O SEU OBJETIVO:
Segundo o texto sobre a crise de meia-idade, em que ano Elliott Jaques criou essa expressão?

DOCUMENTO DE ORIGEM:
É um tema recorrente em filmes e séries, e não faltam artigos sobre o assunto. No Google, as palavras de pesquisa "crise de meia idade" originam mais de cinco milhões de resultados, muitos deles com conselhos para perceber se está a atravessar uma. Problema? Parece que já não faz sentido falarmos nisso. Pelo menos é o que garantem estudos recentes, conforme explica à MAGG o psicólogo Nuno Mendes Duarte, da clínica Oficina de Psicologia.

"É um termo que está um bocadinho datado. Até porque surge na década de 60, altura em que se aplicava uma noção muito convencional, quer do casamento quer da própria esperança média de vida, que era diferente."

Foi Elliott Jaques quem criou esta expressão em 1965, com o objetivo de descrever o sentimento de insegurança associado aos indivíduos que chegam à meia-idade que, nessa altura abrangia a fase dos 40-50 anos. Neste período, as pessoas começavam a debater-se com questões associadas à sua própria mortalidade, o significado da sua existência, quão satisfeitos estavam com o que tinham feito e o que é que faltava viver.

"Do ponto de vista conceptual, é um conceito fácil de perceber para qualquer pessoa. Faz sentido: uma pessoa que chega a uma determinada idade e se angustia face às suas escolhas."

Então porque é que este termo já não faz sentido? De acordo com os estudos mais recentes sobre o tema, cada vez mais percebe-se que a crise de meia-idade é algo que depende "não tanto da idade, ou de uma determinada idade." Pelo menos agora: "Neste momento, aquilo que verificamos de facto é muito mais um conjunto de stressores que vão obrigando a fases de maturação sucessivas".

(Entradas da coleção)
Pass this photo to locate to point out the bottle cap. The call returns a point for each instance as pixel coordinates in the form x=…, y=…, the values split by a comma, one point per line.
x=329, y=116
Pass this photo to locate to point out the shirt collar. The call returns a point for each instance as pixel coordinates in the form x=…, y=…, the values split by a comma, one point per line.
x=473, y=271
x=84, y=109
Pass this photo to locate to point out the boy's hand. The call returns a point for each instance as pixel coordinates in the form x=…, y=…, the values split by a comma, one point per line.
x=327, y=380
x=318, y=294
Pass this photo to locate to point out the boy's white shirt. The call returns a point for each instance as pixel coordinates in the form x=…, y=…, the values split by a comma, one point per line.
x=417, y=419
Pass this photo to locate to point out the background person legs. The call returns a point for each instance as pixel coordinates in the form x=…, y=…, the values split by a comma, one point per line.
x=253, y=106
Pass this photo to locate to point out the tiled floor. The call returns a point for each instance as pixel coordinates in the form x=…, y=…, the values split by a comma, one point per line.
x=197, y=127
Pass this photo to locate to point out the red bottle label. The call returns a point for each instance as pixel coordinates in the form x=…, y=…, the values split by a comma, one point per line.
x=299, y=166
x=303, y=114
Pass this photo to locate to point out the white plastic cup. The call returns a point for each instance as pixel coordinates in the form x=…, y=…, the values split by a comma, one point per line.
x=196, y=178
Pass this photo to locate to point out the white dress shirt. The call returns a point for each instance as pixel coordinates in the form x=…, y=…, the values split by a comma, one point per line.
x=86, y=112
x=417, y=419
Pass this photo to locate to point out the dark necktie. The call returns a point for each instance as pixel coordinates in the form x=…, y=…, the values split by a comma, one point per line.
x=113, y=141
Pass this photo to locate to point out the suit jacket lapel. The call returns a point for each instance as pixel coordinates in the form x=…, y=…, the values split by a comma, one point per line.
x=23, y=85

RESOLUÇÃO DA TAREFA:
Em 1965.